Selected passage:
_____

$79,029.94 spent on AWS in March - A full breakdown of ConvertKit's AWS bill

general, engineering, aws
$79,029.94 spent on AWS in March - A full breakdown of ConvertKit's AWS bill
Kris Hamoud
Kris Hamoud is an Infrastructure Engineer who enjoys building simple and scalable solutions • Kris's website

Overview

We spent $79,029.94 on AWS in March. This is up 8.7% from February and is 4.5% of MRR in March.

This post will be a bit different than previous posts in that I explain more about how we configured our service and how much we spend on each piece. It is not exhaustive, but it covers most of how our application is wired together in AWS.

High-level breakdown:

  1. EC2-Instances - $21,905.28 (+14%)
  2. Relational Database Service - $20,796.04 (+8%)
  3. EC2-Other - $9,949.56 (-3%)
  4. S3 - $8,408.98 (+20%)
  5. Savings Plans for Compute usage - $7,142.40 (+7%)
  6. Support - $5,300.26 (+8%)

_____

Provided data:

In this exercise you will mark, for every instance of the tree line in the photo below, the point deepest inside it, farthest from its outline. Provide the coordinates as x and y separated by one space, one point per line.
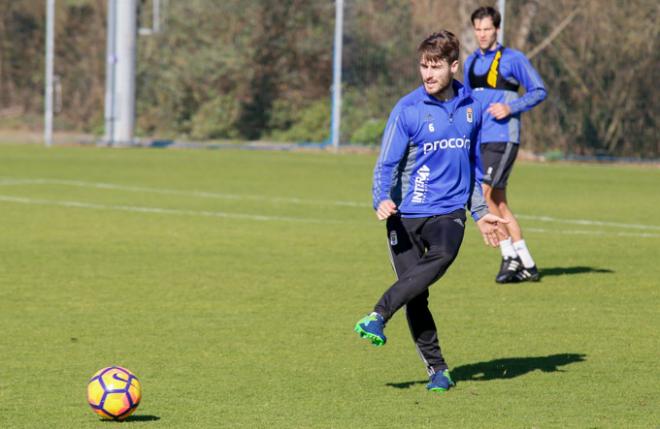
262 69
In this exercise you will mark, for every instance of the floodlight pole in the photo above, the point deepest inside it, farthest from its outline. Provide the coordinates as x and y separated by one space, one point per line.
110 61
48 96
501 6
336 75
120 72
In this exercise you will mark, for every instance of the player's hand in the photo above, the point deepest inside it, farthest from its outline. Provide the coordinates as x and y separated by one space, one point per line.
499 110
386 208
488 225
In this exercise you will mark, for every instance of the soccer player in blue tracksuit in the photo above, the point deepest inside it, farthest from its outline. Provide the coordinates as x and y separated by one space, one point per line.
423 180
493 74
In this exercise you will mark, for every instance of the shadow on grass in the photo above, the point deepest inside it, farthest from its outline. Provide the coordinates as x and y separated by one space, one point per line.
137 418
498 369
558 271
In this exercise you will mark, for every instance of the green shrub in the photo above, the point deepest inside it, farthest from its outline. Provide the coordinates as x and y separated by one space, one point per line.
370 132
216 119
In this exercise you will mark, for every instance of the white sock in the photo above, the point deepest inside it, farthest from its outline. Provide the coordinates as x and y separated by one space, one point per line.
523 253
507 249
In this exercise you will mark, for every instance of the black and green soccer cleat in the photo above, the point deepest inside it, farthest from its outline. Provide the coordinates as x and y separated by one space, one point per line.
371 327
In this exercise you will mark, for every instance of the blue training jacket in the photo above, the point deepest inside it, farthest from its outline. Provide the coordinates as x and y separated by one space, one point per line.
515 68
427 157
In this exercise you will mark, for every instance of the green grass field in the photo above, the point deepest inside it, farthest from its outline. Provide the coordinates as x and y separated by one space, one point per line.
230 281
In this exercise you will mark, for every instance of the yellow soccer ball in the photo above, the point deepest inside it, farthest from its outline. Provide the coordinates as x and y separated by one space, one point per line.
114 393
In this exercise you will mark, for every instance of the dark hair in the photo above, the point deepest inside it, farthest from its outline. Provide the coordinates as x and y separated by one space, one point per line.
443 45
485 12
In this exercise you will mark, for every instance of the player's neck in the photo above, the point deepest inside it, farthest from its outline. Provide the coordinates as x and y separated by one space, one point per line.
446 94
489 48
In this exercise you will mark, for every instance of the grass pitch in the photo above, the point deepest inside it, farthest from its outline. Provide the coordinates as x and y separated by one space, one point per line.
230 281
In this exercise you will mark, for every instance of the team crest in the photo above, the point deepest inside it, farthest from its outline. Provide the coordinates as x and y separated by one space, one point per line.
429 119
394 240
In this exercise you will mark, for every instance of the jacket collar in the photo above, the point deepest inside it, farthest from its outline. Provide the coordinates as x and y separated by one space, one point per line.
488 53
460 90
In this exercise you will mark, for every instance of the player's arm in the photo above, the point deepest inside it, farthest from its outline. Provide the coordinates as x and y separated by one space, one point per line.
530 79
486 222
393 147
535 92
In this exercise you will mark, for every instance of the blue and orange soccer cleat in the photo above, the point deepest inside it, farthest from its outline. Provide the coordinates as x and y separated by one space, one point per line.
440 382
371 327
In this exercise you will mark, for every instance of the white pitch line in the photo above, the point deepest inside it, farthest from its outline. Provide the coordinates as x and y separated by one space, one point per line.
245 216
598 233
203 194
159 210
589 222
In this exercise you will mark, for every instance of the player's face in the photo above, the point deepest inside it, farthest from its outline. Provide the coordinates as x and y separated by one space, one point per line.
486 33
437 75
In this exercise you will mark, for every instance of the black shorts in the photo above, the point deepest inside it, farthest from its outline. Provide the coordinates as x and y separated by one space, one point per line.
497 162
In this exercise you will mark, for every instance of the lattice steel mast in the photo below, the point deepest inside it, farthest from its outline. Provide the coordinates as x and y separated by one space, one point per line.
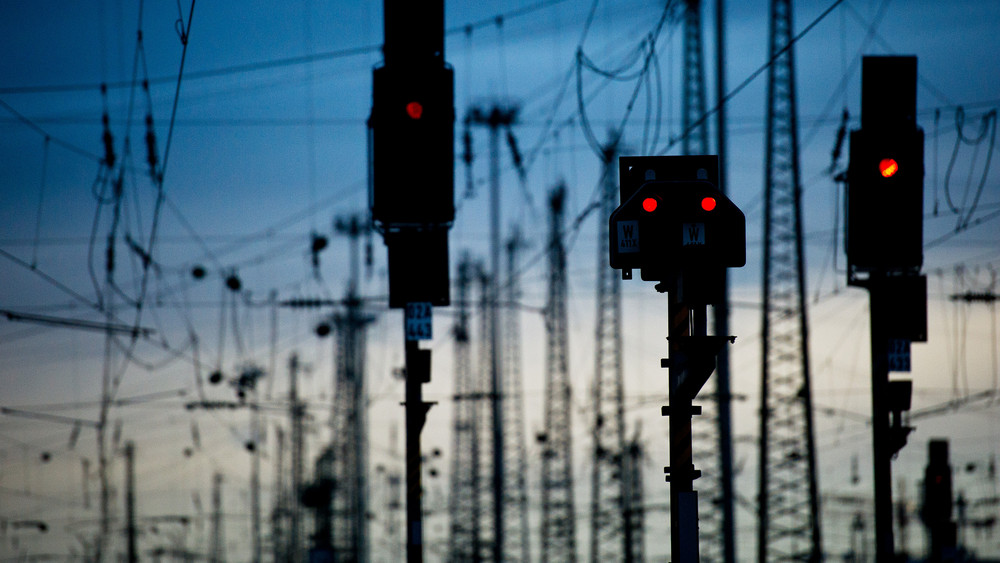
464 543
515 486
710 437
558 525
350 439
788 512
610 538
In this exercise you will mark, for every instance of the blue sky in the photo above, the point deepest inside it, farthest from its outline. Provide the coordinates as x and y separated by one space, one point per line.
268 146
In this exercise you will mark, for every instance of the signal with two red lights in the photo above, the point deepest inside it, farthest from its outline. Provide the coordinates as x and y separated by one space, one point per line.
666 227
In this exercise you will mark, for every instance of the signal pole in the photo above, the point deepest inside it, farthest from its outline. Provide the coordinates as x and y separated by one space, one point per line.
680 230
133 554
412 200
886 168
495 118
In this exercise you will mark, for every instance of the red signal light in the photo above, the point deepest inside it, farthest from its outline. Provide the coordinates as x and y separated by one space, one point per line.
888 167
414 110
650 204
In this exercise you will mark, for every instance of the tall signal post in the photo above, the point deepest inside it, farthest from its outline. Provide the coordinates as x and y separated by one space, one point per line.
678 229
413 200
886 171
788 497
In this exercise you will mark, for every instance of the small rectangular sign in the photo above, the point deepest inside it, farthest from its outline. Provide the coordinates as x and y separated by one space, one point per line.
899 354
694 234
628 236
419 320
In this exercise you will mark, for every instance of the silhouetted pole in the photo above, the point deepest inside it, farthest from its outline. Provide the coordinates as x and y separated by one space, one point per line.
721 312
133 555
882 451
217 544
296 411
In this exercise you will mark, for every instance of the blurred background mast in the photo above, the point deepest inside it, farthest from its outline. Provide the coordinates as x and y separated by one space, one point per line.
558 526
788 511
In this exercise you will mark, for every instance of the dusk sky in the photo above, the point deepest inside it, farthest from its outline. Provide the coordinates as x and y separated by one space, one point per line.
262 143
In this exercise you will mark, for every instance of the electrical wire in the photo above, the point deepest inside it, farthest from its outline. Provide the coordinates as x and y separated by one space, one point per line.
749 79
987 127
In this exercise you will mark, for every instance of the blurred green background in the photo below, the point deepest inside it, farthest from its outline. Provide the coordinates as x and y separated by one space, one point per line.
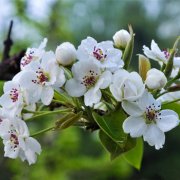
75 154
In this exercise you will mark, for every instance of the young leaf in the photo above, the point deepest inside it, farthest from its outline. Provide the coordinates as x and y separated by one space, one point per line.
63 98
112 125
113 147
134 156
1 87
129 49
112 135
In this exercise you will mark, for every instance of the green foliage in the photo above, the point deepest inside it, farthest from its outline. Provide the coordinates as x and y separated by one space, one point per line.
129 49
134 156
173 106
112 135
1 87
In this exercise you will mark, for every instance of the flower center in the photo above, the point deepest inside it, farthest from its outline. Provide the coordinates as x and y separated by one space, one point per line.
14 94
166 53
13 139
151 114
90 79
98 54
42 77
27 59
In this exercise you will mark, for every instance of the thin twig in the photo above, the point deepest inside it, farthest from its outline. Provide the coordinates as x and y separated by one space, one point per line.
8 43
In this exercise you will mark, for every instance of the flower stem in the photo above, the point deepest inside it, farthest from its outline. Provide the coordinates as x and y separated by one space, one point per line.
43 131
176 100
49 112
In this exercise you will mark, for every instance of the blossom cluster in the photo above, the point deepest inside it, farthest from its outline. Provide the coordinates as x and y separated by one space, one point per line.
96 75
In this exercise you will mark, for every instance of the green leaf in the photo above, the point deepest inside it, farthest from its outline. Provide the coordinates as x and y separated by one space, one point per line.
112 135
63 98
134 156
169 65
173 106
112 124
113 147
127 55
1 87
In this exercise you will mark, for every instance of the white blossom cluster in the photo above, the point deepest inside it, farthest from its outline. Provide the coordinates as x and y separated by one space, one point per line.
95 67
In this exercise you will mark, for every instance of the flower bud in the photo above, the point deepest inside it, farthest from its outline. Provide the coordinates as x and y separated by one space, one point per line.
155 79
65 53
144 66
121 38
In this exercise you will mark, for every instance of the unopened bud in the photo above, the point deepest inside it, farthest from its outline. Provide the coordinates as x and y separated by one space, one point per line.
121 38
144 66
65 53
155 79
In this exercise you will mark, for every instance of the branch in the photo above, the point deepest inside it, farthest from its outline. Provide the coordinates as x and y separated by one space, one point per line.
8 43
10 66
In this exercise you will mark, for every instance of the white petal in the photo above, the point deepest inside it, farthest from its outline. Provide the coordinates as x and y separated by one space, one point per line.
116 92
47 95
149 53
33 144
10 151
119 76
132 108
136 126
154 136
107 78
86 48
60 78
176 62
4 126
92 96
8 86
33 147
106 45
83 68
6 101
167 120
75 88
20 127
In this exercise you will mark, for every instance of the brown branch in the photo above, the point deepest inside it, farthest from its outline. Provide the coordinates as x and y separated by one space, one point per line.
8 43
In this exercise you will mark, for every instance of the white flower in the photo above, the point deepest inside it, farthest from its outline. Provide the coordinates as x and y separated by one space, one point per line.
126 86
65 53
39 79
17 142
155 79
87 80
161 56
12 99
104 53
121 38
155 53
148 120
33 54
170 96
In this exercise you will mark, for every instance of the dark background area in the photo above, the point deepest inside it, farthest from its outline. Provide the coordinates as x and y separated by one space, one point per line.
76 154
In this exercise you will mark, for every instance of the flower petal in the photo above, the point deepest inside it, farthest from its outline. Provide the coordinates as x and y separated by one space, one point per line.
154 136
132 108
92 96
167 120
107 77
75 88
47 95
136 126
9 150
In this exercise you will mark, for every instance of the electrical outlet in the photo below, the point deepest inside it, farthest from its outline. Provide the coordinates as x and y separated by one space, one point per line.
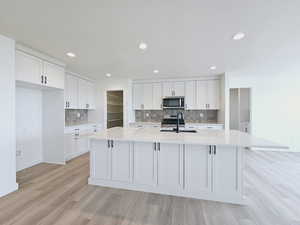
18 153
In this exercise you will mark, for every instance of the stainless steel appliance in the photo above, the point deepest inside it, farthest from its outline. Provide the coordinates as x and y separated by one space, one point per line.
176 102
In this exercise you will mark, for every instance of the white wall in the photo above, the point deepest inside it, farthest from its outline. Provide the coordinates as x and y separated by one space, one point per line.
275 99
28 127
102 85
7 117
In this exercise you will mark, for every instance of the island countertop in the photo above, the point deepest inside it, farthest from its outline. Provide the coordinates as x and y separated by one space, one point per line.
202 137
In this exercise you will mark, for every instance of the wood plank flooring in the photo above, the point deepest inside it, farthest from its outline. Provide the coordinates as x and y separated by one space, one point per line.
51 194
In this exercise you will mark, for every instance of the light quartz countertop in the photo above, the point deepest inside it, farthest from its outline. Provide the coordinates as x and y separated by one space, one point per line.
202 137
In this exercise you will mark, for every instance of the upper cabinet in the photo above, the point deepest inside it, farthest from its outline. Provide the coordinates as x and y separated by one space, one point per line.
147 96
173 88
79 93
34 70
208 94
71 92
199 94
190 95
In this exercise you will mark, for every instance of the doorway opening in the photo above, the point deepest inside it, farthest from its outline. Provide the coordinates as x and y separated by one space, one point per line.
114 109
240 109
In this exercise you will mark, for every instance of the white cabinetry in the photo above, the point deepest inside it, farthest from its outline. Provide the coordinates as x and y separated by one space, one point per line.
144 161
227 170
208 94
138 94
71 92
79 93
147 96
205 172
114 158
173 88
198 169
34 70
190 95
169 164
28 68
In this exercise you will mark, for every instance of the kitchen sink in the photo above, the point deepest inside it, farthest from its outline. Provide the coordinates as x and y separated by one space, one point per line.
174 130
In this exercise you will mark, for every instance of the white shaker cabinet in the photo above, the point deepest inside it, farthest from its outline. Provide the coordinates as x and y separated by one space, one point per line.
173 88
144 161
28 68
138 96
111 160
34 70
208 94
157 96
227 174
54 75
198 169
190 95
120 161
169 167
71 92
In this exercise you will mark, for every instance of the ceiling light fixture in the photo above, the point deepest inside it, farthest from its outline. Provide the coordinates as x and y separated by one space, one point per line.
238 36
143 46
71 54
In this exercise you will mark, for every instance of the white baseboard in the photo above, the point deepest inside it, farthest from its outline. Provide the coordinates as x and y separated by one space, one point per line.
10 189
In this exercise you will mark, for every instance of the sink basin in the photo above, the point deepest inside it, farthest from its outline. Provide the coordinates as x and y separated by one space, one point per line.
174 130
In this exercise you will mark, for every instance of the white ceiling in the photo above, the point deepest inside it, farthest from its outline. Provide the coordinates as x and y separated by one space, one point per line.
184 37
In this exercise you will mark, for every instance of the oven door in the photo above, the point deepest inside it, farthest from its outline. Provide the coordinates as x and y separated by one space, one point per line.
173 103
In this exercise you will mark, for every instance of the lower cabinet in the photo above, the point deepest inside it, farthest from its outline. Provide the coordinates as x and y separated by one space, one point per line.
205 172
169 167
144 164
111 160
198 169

_____

Directive 1:
Copy the AWS bill breakdown word for word, between "2. Relational Database" and "- $7,142.40 (+7%)", inclusive.
Directive 2:
According to the AWS bill breakdown, what percentage of March MRR did the AWS spending represent?

Final answer 1:
2. Relational Database Service - $20,796.04 (+8%)
  3. EC2-Other - $9,949.56 (-3%)
  4. S3 - $8,408.98 (+20%)
  5. Savings Plans for Compute usage - $7,142.40 (+7%)

Final answer 2:
4.5%